→ **SOURCE**
+++++
Plusieurs pensent, il est vrai, que le commandement de « ne pas résister au méchant », bien qu’on puisse lui opposer d’autres paroles et même certains actes de Jésus, devait, dans sa pensée, être pris à la lettre. Cela me parait fort douteux. Peut-être le précepte fut-il donné aux disciples comme applicable dans une Église naissante qui, longtemps isolée parmi une société hostile, devait agir sur elle par des voies très spéciales. Dans tous les cas, il est clair que ce commandement, pris à la lettre, exclut toute affirmation du Droit (droit des individus, des nations, de la société entière). C’est pourquoi je pense qu’il y aurait un grave péril à le suivre dans toute sa rigueur.

Si vraiment Jésus a pu le formuler comme une règle absolue, et non pas comme un simple correctif à la dureté juive, je penserais volontiers que ce fut parce qu’il croyait à la fin très prochaine du monde [1]. Alors tout change de lace. Si nous étions persuadés qu’un prodigieux cataclysme dût anéantir la race humaine avant un demi-siècle, il est vraisemblable que bien des questions aujourd’hui pendantes, auxquelles on a raison d’attacher une extrême importance, deviendraient choses d’intérêt minime.

  1. C’est l’opinion de M. Renouvier, récemment exposée dans l’Année philosophique.
+++++
→ **CONSIGNES DE L'EXERCICE**
1. Renvoyez sans rien changer le passage de la source compris entre « Si vraiment Jésus » et « dans l’Année philosophique. », ces deux segments inclus.
2. Repérez toutes les lignes des enregistrements qui contiennent le mot « white », puis recopiez-les.
La source et les enregistrements n'ont aucun lien entre eux.

[Entrées d'un jeu de données]
+++++
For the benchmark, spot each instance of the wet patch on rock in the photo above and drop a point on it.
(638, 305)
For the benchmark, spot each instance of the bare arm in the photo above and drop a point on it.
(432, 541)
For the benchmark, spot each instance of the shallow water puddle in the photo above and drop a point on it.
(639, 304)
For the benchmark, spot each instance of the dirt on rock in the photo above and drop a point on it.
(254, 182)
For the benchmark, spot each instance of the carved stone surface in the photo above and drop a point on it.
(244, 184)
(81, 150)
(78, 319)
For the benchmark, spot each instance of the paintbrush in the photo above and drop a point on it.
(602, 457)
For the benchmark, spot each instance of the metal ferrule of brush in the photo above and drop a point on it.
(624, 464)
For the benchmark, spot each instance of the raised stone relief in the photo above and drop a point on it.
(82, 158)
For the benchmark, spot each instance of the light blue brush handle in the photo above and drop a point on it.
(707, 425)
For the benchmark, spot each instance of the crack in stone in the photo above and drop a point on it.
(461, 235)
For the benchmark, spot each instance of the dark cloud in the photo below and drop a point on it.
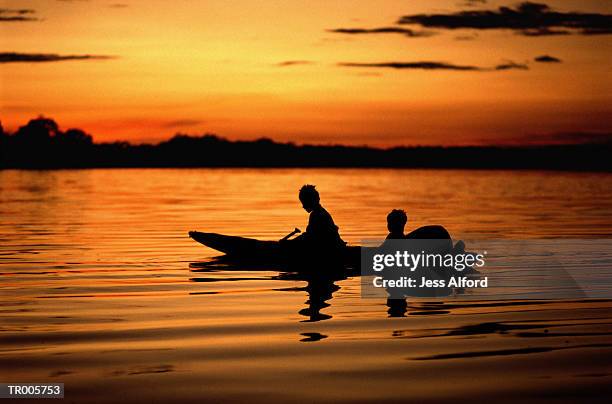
(294, 63)
(527, 18)
(414, 65)
(547, 59)
(427, 65)
(466, 37)
(510, 65)
(13, 57)
(17, 14)
(382, 30)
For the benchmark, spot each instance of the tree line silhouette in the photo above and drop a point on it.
(40, 144)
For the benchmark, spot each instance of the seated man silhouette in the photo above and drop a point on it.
(321, 232)
(396, 222)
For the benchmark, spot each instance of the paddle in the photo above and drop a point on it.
(295, 231)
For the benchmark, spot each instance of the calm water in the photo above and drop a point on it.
(103, 290)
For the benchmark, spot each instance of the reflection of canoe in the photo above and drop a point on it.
(274, 251)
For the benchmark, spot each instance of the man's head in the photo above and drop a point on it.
(309, 197)
(396, 220)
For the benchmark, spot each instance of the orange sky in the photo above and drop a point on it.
(213, 66)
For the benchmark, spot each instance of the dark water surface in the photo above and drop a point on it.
(103, 290)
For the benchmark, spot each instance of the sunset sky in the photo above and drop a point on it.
(310, 72)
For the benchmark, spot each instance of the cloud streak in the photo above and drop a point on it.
(288, 63)
(382, 30)
(13, 57)
(20, 14)
(432, 65)
(547, 59)
(528, 18)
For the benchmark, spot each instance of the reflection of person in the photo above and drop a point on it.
(321, 232)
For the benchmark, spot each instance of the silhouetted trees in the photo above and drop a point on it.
(41, 144)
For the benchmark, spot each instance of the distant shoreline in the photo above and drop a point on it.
(41, 145)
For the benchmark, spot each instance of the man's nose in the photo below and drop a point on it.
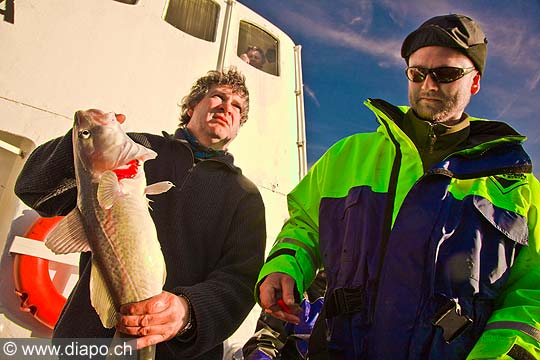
(227, 107)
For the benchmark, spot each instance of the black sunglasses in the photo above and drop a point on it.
(445, 74)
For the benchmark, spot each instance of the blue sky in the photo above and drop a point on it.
(350, 52)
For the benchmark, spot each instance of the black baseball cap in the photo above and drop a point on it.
(455, 31)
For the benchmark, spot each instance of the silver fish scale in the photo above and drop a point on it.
(124, 244)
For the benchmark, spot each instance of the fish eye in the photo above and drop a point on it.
(84, 134)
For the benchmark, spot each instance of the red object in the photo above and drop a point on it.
(284, 306)
(33, 284)
(129, 172)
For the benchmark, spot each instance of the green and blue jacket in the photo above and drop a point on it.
(436, 264)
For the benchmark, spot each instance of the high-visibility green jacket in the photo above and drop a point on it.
(436, 264)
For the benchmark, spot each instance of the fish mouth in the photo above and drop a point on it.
(132, 157)
(128, 171)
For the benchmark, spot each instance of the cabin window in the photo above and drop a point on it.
(258, 48)
(195, 17)
(130, 2)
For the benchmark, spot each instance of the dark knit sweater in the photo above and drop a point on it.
(211, 227)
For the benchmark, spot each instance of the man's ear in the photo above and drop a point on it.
(475, 87)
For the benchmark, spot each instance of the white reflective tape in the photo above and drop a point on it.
(37, 248)
(515, 325)
(11, 148)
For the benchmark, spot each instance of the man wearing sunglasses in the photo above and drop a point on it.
(427, 228)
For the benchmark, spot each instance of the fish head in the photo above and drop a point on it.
(100, 143)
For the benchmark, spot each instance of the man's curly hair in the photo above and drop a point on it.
(230, 77)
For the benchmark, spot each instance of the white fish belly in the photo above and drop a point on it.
(127, 250)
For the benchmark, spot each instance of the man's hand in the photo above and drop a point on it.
(155, 320)
(279, 286)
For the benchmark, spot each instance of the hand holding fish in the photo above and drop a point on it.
(155, 320)
(277, 297)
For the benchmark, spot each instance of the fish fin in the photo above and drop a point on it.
(158, 188)
(101, 298)
(68, 236)
(108, 190)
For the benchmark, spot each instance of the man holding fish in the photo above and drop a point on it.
(208, 217)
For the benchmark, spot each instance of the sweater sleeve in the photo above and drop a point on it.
(47, 181)
(224, 299)
(513, 330)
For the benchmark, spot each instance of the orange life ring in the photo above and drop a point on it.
(33, 284)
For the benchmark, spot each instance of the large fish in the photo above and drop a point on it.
(112, 216)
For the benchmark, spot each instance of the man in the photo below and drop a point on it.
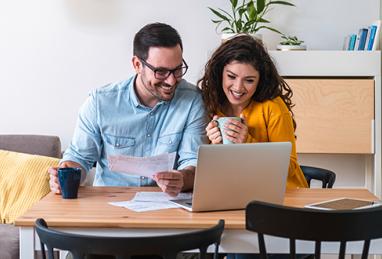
(151, 113)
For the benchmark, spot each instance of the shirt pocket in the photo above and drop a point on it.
(118, 144)
(168, 143)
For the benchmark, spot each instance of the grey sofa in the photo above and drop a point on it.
(31, 144)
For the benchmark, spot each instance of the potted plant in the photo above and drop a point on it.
(291, 43)
(245, 17)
+++++
→ **RÉPONSES DANS L'ORDRE**
1.
Si vraiment Jésus a pu le formuler comme une règle absolue, et non pas comme un simple correctif à la dureté juive, je penserais volontiers que ce fut parce qu’il croyait à la fin très prochaine du monde [1]. Alors tout change de lace. Si nous étions persuadés qu’un prodigieux cataclysme dût anéantir la race humaine avant un demi-siècle, il est vraisemblable que bien des questions aujourd’hui pendantes, auxquelles on a raison d’attacher une extrême importance, deviendraient choses d’intérêt minime.

  1. C’est l’opinion de M. Renouvier, récemment exposée dans l’Année philosophique.

2.
For the benchmark, spot each instance of the white reflective tape in the photo above and drop a point on it.
For the benchmark, spot each instance of the white fish belly in the photo above and drop a point on it.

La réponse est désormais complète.